## AIM OF THE TASK
Every line of the listing that holds the word "lamp" should be returned.

## DATA RECORDS
'''

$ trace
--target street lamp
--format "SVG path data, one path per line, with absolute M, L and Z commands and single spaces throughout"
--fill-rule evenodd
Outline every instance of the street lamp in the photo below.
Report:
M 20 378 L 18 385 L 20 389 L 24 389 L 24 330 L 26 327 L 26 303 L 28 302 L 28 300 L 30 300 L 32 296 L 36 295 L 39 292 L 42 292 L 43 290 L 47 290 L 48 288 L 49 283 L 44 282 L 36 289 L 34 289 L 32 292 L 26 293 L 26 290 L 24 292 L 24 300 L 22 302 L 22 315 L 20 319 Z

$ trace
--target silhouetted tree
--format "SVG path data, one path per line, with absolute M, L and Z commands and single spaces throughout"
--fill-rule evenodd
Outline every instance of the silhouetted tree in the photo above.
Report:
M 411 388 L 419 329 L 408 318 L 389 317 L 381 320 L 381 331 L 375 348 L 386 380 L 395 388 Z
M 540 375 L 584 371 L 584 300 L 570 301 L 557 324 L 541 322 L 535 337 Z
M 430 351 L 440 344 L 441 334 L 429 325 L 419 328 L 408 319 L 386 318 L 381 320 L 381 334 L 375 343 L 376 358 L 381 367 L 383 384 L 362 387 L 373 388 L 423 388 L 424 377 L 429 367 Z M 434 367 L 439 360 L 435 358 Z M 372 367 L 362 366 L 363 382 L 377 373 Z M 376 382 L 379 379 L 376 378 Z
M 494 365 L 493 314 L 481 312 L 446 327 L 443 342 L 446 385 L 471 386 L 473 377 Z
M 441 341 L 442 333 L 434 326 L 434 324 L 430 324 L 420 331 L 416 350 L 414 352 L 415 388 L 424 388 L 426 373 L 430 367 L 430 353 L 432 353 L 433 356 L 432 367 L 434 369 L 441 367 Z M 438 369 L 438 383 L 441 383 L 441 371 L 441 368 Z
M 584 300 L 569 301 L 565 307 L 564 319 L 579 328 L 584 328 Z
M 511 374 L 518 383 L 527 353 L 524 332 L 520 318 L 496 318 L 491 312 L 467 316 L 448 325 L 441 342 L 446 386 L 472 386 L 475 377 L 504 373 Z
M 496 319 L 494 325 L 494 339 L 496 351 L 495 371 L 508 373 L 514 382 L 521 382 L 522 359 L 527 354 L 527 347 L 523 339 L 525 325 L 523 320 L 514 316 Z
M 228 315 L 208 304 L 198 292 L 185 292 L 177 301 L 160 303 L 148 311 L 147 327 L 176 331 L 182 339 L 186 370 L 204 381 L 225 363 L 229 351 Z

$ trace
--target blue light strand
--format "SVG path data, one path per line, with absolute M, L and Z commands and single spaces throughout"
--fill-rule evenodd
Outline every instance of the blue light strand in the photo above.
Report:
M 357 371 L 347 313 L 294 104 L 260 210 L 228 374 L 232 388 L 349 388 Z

'''

## SOLVED EXERCISE
--target street lamp
Outline every instance of the street lamp in the photo below.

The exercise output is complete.